REQUIRED ACTION »
Print the data exactly. Omit the pictures.

[Stored data entries]
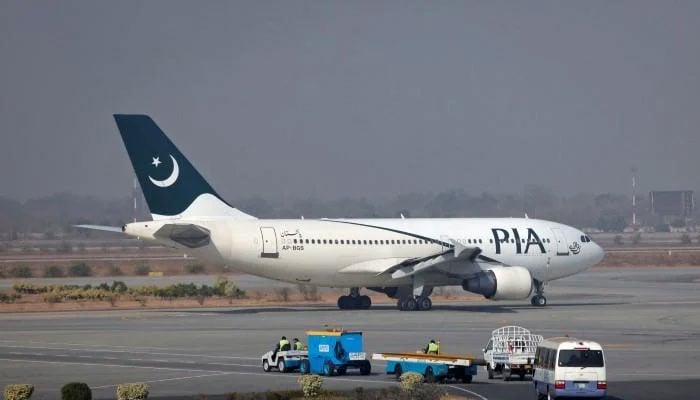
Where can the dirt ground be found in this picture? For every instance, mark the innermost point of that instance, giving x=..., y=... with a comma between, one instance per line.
x=266, y=298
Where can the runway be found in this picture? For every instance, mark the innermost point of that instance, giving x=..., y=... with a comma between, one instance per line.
x=648, y=320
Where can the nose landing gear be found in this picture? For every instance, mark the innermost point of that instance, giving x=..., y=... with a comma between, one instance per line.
x=354, y=301
x=538, y=300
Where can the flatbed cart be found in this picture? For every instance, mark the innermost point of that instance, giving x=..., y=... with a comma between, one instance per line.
x=433, y=367
x=511, y=352
x=285, y=361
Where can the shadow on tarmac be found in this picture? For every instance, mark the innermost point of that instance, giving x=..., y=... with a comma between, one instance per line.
x=475, y=308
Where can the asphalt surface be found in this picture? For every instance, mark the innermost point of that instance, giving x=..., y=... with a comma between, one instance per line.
x=647, y=319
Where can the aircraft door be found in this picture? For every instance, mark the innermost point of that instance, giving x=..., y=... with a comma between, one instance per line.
x=560, y=239
x=269, y=243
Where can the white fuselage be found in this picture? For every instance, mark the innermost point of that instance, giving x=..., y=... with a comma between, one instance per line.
x=350, y=253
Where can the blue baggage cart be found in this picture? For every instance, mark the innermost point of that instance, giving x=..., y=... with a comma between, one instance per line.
x=332, y=352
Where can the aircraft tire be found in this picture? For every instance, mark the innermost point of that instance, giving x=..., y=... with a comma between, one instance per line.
x=424, y=303
x=540, y=301
x=364, y=302
x=411, y=304
x=345, y=302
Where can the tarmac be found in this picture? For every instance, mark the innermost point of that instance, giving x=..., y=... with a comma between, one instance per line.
x=647, y=319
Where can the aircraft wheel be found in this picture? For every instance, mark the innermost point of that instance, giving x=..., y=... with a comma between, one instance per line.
x=540, y=301
x=411, y=304
x=345, y=302
x=424, y=303
x=398, y=371
x=429, y=375
x=364, y=302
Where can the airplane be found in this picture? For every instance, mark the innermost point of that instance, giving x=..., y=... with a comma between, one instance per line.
x=404, y=258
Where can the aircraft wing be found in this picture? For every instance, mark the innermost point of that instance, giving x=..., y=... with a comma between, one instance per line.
x=404, y=267
x=101, y=228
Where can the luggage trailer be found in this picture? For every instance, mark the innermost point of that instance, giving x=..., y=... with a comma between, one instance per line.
x=433, y=367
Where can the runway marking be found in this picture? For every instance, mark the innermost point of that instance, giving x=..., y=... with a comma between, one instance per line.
x=166, y=380
x=109, y=365
x=210, y=372
x=468, y=391
x=124, y=351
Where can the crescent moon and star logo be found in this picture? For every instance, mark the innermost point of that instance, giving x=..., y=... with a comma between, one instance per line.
x=170, y=180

RESPONSE »
Where can the dirt ground be found in this picture? For every instance, mark the innermost point of that instance, giving x=..., y=... with a comma between, one instance per line.
x=266, y=298
Where can the runway be found in this picture? For every instance, mark the innermost point of that instance, giving x=..., y=... with a comma between, one instance per line.
x=648, y=320
Where can the nose landing gear be found in this picture? For every instance, mark the innermost point of that instance, giving x=..., y=... with a comma between, one instance per line.
x=354, y=301
x=538, y=300
Where can the flatbed cart be found in this picture? For every instance, mark the innermost point of that instance, giving x=..., y=... with a comma between, one instance per line.
x=433, y=367
x=511, y=352
x=285, y=361
Where can the shadow on tarmac be found in this picture? For every instance, mark the innermost point of that instance, giving x=..., y=... with a comma between, one instance per line.
x=475, y=308
Where can the asphalt surface be found in this picture? For every instance, mark the innermost point of that instance, giving x=..., y=... with a comma between, one instance per line.
x=647, y=319
Where can the aircraft door be found in this picture? For every instance, mark the innermost point of that instance, giving x=..., y=... with a comma between, one instance per line.
x=560, y=239
x=269, y=243
Where can the white fuselage be found in this picture? For every instance, mark the innermost point of that instance, giving x=..., y=... with a comma between, one instance per line.
x=350, y=253
Where can the blue baggage cart be found in this picture? For every instance, mark the innermost point of that instance, giving x=..., y=... with a comma between, one instance per line.
x=332, y=352
Where can the aircraft tire be found in this picture? For every instance, mark the innermost point of that instance, giving x=..., y=... with a comma between, one instance per line.
x=424, y=303
x=540, y=301
x=364, y=302
x=411, y=304
x=345, y=302
Where can the tarmac be found in this picture? For every instance, mark the innermost point of that instance, giving x=..., y=... with a comma between, one instance per line.
x=647, y=319
Where can the aircraft wheel be found in this picture? For every instance, mark the innermost point of that instance, giving x=..., y=... with a comma between, one instance per line.
x=540, y=301
x=411, y=304
x=345, y=302
x=424, y=303
x=398, y=371
x=429, y=375
x=364, y=302
Where can the airplane be found in this picture? For every instance, mark the innermost point of that instance, giving x=..., y=... with a comma between, one instance per line.
x=404, y=258
Where can the aircraft wing be found in this picture? For every instance, mark the innermost point of that instance, giving x=..., y=... with a comma between, one instance per line.
x=404, y=267
x=101, y=228
Where can the luggage trailer be found in this picture? For every instance, mark the innermost point of that instance, giving x=..., y=... with a comma between, one instance per line.
x=433, y=367
Where can the runway marking be found in this picture? For every instance, mark the innermost point of that instance, giving x=..., y=... with a comma between, one instance per line.
x=166, y=380
x=109, y=365
x=210, y=372
x=468, y=391
x=124, y=351
Where can the crescent moon and star logo be found in this picture? For every instance, mark the innermost point of that instance, giving x=..., y=... with a comma between, one instance per line.
x=170, y=180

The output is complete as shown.